** START OF Extract provided **

Please Take Notice the National Association for the Advancement of the Multijurisdiction Practice (NAAMJP), intends to petition Congress to remedy what is wrong with this picture, and to attain judicial relief recalibrating the scales of justice consistent with the ABA Report Client Needs in the 21st Century and the Bill of Rights.

What’s wrong with this picture?
Plenty! The federal scales of justice are rusted and out of balance by antiquated “local” attorney admission rules in this 21st Century. These local rules emasculate the aim of our Founding Father’s to form a more perfect union and establish justice.

** END OF Extract provided **
** START OF Dataset extract **

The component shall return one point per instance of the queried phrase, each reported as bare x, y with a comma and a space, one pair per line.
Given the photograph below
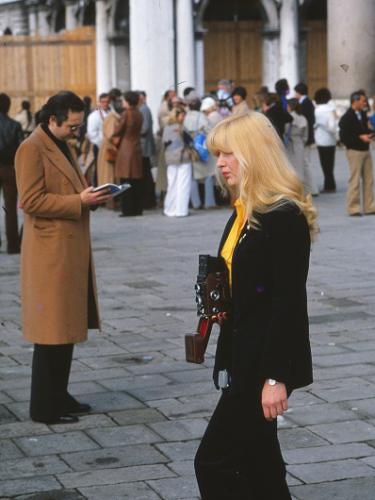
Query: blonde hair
172, 118
267, 180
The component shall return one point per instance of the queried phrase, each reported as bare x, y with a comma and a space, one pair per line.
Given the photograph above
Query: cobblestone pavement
151, 407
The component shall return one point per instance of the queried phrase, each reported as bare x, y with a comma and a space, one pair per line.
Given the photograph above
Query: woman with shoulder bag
263, 351
178, 161
129, 161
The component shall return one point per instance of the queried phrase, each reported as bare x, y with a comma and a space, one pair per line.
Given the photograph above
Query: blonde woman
263, 350
177, 159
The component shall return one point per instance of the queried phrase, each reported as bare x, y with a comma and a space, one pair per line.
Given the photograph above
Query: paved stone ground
151, 408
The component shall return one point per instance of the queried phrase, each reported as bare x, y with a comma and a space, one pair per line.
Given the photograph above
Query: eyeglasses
73, 128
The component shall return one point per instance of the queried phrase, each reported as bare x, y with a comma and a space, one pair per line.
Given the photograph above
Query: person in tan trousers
356, 136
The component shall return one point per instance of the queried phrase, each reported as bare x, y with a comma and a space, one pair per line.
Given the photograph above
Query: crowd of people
171, 167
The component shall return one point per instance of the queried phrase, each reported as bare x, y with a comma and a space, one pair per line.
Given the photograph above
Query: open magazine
114, 189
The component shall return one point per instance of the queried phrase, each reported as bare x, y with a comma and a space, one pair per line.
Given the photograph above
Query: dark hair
195, 105
4, 103
114, 94
282, 86
187, 91
322, 96
301, 88
355, 96
132, 98
241, 91
59, 106
295, 105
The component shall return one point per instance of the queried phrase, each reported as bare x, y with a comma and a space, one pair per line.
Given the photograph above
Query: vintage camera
212, 295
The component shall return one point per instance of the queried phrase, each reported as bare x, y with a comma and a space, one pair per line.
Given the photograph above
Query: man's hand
366, 137
89, 198
274, 400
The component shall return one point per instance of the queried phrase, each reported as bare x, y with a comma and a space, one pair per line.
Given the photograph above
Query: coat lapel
60, 161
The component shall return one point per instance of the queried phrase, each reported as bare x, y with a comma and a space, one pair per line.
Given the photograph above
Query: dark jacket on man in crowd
279, 118
351, 127
10, 138
308, 111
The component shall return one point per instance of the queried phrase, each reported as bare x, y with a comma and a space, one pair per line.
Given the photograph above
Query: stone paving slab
150, 407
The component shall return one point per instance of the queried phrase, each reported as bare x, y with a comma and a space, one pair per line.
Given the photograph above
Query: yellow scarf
233, 237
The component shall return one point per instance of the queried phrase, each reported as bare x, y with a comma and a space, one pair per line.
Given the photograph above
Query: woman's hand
274, 400
90, 197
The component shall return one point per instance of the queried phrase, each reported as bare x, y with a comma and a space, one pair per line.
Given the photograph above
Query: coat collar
73, 173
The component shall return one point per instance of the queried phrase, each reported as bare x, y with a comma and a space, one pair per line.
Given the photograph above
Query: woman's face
229, 167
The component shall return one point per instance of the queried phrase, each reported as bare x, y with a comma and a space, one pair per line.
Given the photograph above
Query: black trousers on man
239, 457
132, 199
49, 382
327, 161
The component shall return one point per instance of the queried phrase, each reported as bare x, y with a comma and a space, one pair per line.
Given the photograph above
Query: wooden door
233, 51
36, 67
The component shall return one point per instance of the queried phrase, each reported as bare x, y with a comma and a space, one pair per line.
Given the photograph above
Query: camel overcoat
129, 163
58, 289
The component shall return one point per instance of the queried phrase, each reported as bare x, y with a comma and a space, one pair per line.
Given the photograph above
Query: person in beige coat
58, 291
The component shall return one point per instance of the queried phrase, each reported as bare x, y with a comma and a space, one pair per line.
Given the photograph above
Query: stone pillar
33, 20
289, 67
152, 49
270, 46
103, 62
185, 45
71, 21
44, 14
351, 37
199, 62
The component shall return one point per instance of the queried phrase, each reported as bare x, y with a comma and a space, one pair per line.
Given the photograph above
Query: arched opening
60, 19
313, 44
89, 14
233, 43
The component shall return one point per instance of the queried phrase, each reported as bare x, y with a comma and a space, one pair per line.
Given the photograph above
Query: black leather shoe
63, 419
79, 408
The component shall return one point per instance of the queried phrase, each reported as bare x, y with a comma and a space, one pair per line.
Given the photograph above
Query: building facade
155, 45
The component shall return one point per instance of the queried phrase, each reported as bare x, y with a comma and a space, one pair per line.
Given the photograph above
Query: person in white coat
195, 122
325, 131
296, 138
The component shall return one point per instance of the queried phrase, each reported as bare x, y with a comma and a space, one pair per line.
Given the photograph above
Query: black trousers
149, 197
49, 381
239, 457
327, 161
132, 199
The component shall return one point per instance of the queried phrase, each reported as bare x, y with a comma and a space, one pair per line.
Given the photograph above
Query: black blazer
308, 111
351, 128
267, 335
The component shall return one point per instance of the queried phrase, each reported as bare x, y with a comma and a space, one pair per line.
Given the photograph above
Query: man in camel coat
59, 301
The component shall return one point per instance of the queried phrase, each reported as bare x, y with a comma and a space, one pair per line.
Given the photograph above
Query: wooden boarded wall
233, 50
36, 67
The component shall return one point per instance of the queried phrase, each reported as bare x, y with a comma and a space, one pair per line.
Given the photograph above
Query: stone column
351, 38
33, 20
44, 27
152, 49
103, 65
71, 21
289, 67
270, 48
199, 62
185, 45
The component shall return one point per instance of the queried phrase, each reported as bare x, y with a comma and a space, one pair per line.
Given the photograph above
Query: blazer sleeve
288, 249
34, 197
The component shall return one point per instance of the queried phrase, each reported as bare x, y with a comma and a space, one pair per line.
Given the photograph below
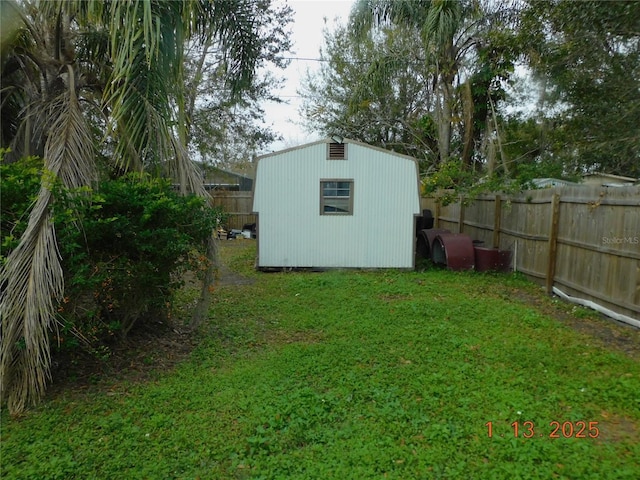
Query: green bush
20, 184
125, 247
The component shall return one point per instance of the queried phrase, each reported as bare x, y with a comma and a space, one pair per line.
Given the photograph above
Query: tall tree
88, 75
346, 97
447, 29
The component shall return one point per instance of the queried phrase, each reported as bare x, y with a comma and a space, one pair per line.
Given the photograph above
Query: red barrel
453, 250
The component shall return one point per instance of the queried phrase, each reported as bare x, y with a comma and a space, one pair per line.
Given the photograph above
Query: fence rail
583, 240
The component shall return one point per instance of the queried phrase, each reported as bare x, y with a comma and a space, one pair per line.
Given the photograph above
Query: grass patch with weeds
353, 375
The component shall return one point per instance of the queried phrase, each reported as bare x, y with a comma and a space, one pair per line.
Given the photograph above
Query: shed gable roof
328, 140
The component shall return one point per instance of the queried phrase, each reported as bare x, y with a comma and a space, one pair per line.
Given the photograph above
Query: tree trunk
201, 312
443, 113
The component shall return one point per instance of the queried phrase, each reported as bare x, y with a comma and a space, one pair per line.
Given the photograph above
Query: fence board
597, 244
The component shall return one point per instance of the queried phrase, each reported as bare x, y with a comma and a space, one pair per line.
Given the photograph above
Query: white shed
328, 204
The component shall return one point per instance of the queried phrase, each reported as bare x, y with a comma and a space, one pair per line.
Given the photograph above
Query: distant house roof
551, 182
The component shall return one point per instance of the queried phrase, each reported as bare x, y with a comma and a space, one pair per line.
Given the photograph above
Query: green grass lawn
355, 375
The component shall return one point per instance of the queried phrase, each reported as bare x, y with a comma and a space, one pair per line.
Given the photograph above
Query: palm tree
75, 67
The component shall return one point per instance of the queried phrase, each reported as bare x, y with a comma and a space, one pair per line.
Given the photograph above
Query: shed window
336, 197
337, 151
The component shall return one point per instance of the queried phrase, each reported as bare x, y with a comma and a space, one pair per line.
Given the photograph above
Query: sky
308, 23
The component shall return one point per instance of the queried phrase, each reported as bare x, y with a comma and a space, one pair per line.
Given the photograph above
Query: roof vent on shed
337, 151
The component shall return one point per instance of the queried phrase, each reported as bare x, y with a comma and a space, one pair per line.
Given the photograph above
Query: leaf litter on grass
347, 374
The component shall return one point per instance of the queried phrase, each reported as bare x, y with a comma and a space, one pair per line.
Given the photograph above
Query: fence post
553, 242
497, 217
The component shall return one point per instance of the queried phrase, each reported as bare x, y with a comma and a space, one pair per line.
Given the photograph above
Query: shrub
124, 246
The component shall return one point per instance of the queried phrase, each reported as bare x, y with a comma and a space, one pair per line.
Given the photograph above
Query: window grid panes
336, 197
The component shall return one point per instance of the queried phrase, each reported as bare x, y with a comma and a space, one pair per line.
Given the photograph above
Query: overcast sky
307, 39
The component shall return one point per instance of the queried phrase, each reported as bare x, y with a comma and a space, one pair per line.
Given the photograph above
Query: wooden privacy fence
238, 205
584, 241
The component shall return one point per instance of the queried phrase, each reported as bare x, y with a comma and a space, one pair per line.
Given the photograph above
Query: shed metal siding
378, 234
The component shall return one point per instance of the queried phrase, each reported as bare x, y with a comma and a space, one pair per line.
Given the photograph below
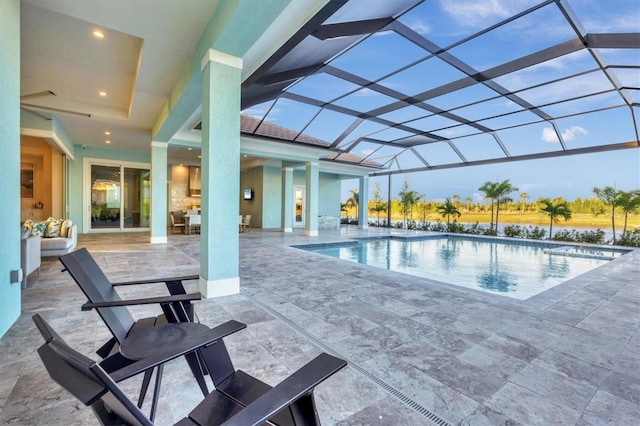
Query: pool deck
419, 351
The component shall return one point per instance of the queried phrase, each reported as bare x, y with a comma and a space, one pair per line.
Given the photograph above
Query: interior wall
178, 197
10, 293
253, 179
272, 199
38, 152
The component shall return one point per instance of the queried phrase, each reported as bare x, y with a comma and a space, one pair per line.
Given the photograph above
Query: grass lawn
577, 219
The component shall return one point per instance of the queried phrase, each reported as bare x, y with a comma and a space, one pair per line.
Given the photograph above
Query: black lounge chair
239, 399
113, 310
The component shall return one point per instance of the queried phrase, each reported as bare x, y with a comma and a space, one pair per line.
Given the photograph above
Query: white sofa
58, 246
65, 237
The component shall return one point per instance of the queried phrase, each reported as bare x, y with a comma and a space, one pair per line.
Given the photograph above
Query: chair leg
145, 386
197, 371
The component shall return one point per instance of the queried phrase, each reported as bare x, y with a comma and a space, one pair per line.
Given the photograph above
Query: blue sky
562, 88
568, 177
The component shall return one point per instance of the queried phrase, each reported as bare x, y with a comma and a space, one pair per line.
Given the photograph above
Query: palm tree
408, 198
524, 197
503, 189
448, 209
555, 210
498, 191
630, 203
353, 200
610, 197
378, 204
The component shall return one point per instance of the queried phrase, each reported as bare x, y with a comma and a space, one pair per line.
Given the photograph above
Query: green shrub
630, 239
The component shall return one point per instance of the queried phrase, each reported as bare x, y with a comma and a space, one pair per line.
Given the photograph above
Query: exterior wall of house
76, 177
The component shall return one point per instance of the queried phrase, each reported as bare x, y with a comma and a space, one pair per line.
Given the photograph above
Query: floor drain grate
434, 418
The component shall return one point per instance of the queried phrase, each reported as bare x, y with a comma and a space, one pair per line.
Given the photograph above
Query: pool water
515, 269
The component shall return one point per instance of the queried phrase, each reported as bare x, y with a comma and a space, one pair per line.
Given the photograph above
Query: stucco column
159, 192
10, 293
287, 200
311, 213
363, 202
219, 239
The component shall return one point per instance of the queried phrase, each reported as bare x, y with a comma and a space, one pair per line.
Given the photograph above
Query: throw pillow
25, 232
53, 228
64, 228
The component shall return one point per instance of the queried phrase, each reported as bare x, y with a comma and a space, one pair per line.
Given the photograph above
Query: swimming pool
517, 269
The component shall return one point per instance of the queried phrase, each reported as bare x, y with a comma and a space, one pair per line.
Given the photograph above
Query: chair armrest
206, 338
157, 280
148, 301
293, 387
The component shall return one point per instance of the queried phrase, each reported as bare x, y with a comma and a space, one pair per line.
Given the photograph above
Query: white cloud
570, 133
419, 26
549, 134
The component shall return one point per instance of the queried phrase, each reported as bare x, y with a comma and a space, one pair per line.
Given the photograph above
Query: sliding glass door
120, 196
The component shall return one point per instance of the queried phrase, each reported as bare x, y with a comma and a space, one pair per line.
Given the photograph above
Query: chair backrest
87, 274
45, 329
90, 384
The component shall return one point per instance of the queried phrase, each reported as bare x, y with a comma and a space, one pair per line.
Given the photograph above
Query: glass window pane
365, 100
405, 114
327, 126
377, 56
424, 76
586, 130
323, 86
433, 122
365, 128
479, 147
456, 131
391, 134
255, 113
531, 139
566, 89
438, 153
590, 103
106, 197
628, 77
290, 115
488, 108
611, 16
621, 56
137, 198
466, 96
517, 38
553, 69
384, 154
408, 160
445, 22
509, 120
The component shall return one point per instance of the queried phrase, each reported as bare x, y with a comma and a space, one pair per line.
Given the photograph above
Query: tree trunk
613, 222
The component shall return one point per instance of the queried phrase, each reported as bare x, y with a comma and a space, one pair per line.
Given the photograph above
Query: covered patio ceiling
414, 85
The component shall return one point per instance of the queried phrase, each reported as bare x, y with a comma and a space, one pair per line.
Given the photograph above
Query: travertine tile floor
420, 352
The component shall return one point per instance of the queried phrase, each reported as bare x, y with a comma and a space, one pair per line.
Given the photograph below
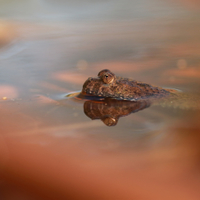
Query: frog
108, 85
109, 97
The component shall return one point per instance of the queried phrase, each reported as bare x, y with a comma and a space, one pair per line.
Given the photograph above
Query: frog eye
110, 121
107, 78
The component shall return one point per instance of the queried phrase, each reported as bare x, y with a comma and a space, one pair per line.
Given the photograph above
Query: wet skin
107, 85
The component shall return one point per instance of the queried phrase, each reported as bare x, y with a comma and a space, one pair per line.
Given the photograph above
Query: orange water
49, 148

** END OF Dataset extract **

→ Problems to solve:
**a.** Copy the notice about local attorney admission rules word for word, from "Please Take Notice" up to and including "Bill of Rights.".
**b.** Carry the notice about local attorney admission rules on past its last sentence.

→ Task responses:
**a.**
Please Take Notice the National Association for the Advancement of the Multijurisdiction Practice (NAAMJP), intends to petition Congress to remedy what is wrong with this picture, and to attain judicial relief recalibrating the scales of justice consistent with the ABA Report Client Needs in the 21st Century and the Bill of Rights.

**b.**
1. Bill of Rights Violation. Our federal government has broken its promise made in the Bill of Rights to make no law that abridges the People’s freedom to advocate, assemble, and petition the federal court for redress of their grievances. As stated by Justice Jackson, “The very purpose of a Bill of Rights was to withdraw certain subjects from the vicissitudes of political controversy, to place them beyond the reach of majorities and officials and to establish them as legal principles to be applied by the courts. One's right to life, liberty, and property, to free speech, a free press, freedom of worship and assembly, and other fundamental rights may not be submitted to vote; they depend on the outcome of no elections. Board of Education v. Barnette, [flag salute case] 319 U.S 624, 638 (1943). “But freedom to differ is not limited to things that do not matter much. That would be a mere shadow of freedom. The test of its substance is the right to differ as to things that touch the heart of the existing order.” Ibid. “If there is any fixed star in our constitutional constellation, it is that no official, high or petty, can prescribe what shall be orthodox in politics, nationalism, religion, or other matters of opinion or force citizens to confess by word or act their faith therein.” Ibid.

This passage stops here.